• Written problem a
Which lines in the records below contain the word "shirt"? Show each of those lines in full.

• Text excerpt
+ + + + + + +

Yet other similarities persist. Both countries have very relationship-driven business cultures, which often results in inadequate due diligence. Failure to properly monitor third parties is a classic recipe for scandal; trust can easily be misplaced. Both countries are also home to challenging security environments, which increases the temptation to pay off criminal organizations in order to avoid operational disruptions or retaliation. Such extortion schemes usually end badly for the company, leading to a Pandora’s box of corruption, fraud, money laundering, and reputation risks
There is no single recipe for steering clear of corruption risks in Brazil and Mexico, but the International Organization for Standardization’s anti-bribery management systems standard—ISO 37001—is about as close as it comes. This document, to be released in 2016, will identify clear, discrete steps that companies of all sizes can take to certify that they have the controls in place to resist demands for bribes. Certification to this standard will become a global competitive advantage for companies doing business, allowing them to avoid one of the biggest pitfalls in attractive markets such as Mexico and Brazil.
At the same time, there is also a move in both Mexico and Brazil toward training the next generation of compliance professionals. Local universities—such as Tecnologico de Monterrey in Mexico (ITESM) and Fundacão Instituto Administração in Brazil—have invested in programs that teach the skills and techniques businesses will need to ensure their actions remain above board. As these students find their way into the workforce, they have the potential to reshape business culture.
Brazil and Mexico will not remain emerging markets forever; however, in the long term, increased scrutiny of corrupt practices seems inevitable. Companies that focus on compliance now not only gird themselves against uncertainty in the short term, but they set themselves up to thrive in the long run.

+ + + + + + +

Records from a collection:
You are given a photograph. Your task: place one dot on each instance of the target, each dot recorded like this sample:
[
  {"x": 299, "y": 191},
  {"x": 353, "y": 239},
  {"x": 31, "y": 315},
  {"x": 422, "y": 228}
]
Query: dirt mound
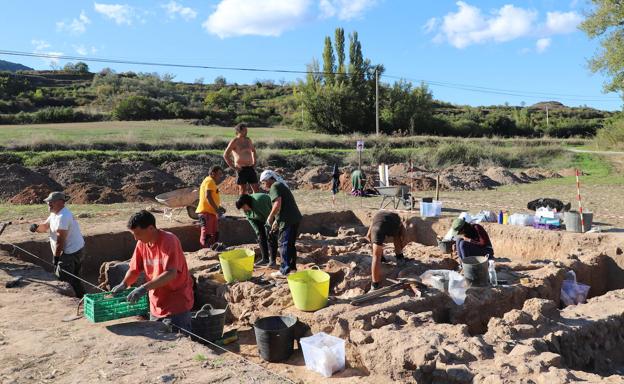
[
  {"x": 87, "y": 193},
  {"x": 14, "y": 178},
  {"x": 33, "y": 194},
  {"x": 465, "y": 178},
  {"x": 502, "y": 176}
]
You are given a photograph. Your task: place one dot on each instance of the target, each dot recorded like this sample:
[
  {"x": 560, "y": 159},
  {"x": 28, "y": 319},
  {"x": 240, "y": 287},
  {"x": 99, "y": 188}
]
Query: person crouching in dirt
[
  {"x": 474, "y": 241},
  {"x": 388, "y": 224},
  {"x": 209, "y": 207},
  {"x": 283, "y": 218},
  {"x": 65, "y": 239},
  {"x": 257, "y": 208},
  {"x": 159, "y": 255}
]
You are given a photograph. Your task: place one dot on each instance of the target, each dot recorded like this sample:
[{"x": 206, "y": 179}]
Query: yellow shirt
[{"x": 208, "y": 186}]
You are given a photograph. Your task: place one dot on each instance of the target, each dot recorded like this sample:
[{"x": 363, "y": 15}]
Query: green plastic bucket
[
  {"x": 309, "y": 289},
  {"x": 237, "y": 265}
]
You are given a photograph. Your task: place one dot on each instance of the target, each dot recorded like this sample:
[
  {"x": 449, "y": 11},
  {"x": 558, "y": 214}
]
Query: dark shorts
[
  {"x": 247, "y": 175},
  {"x": 385, "y": 224}
]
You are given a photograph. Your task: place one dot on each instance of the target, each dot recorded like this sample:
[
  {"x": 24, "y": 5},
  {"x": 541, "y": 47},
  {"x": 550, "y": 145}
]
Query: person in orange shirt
[
  {"x": 209, "y": 207},
  {"x": 159, "y": 254}
]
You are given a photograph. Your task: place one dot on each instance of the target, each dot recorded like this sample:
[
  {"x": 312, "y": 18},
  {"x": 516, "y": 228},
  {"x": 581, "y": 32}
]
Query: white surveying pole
[{"x": 377, "y": 101}]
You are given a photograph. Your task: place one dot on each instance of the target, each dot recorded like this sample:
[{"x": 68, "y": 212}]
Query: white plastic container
[
  {"x": 433, "y": 209},
  {"x": 323, "y": 353}
]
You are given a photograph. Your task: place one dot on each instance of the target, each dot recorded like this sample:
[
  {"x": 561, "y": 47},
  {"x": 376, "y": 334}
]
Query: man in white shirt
[{"x": 65, "y": 239}]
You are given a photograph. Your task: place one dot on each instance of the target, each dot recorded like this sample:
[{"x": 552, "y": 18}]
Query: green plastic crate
[{"x": 105, "y": 306}]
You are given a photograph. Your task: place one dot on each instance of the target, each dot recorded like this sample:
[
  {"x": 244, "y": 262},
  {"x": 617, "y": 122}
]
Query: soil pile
[{"x": 14, "y": 178}]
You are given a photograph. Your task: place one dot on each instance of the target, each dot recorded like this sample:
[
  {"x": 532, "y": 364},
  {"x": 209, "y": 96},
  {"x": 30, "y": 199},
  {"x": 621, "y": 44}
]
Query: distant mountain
[{"x": 8, "y": 66}]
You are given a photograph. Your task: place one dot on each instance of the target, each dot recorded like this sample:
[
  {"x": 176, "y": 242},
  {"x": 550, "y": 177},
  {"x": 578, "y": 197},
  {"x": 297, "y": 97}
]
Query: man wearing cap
[
  {"x": 257, "y": 208},
  {"x": 240, "y": 155},
  {"x": 474, "y": 240},
  {"x": 388, "y": 225},
  {"x": 209, "y": 207},
  {"x": 65, "y": 239},
  {"x": 284, "y": 218}
]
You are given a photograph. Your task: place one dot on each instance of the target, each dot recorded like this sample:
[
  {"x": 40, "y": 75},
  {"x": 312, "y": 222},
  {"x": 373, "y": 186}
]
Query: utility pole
[
  {"x": 377, "y": 101},
  {"x": 547, "y": 118}
]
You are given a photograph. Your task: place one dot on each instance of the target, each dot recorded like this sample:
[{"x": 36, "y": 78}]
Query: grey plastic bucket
[
  {"x": 476, "y": 270},
  {"x": 209, "y": 322},
  {"x": 275, "y": 336},
  {"x": 572, "y": 221}
]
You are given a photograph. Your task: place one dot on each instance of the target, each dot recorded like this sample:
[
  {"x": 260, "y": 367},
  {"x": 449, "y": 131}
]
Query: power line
[{"x": 464, "y": 87}]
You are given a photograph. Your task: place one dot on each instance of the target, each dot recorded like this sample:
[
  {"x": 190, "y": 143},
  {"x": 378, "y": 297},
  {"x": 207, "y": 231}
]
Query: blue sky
[{"x": 510, "y": 51}]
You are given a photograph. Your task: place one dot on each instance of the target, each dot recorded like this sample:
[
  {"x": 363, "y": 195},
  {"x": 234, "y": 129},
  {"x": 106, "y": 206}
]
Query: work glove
[
  {"x": 135, "y": 295},
  {"x": 118, "y": 288}
]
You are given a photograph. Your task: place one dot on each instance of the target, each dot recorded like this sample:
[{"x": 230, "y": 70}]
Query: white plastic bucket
[
  {"x": 323, "y": 353},
  {"x": 433, "y": 209}
]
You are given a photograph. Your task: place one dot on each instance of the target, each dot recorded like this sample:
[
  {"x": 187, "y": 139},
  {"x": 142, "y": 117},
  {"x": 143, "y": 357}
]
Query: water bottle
[{"x": 492, "y": 273}]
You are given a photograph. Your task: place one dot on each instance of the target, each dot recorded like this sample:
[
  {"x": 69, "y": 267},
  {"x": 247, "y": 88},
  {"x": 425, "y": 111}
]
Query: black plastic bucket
[
  {"x": 446, "y": 246},
  {"x": 476, "y": 270},
  {"x": 275, "y": 336},
  {"x": 208, "y": 322}
]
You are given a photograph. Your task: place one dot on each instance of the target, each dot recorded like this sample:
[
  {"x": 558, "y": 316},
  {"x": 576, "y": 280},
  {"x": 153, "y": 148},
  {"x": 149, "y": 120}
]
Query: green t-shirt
[
  {"x": 289, "y": 212},
  {"x": 260, "y": 210}
]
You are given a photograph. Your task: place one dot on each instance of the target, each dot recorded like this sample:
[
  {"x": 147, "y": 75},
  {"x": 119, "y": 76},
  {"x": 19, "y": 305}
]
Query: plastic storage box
[
  {"x": 433, "y": 209},
  {"x": 323, "y": 353}
]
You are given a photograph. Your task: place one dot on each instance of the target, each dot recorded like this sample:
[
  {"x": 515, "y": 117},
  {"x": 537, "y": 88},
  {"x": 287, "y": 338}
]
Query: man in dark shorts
[
  {"x": 388, "y": 224},
  {"x": 240, "y": 155}
]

+ + + + + + +

• Written problem b
From the text above on corruption risks in Brazil and Mexico, extract the passage word for word. Begin at the words "Brazil and Mexico will" and stop after "the long run.".

• Written solution a
Query: yellow shirt
Query: person in orange shirt
Query: man in white shirt
Query: green t-shirt

• Written solution b
Brazil and Mexico will not remain emerging markets forever; however, in the long term, increased scrutiny of corrupt practices seems inevitable. Companies that focus on compliance now not only gird themselves against uncertainty in the short term, but they set themselves up to thrive in the long run.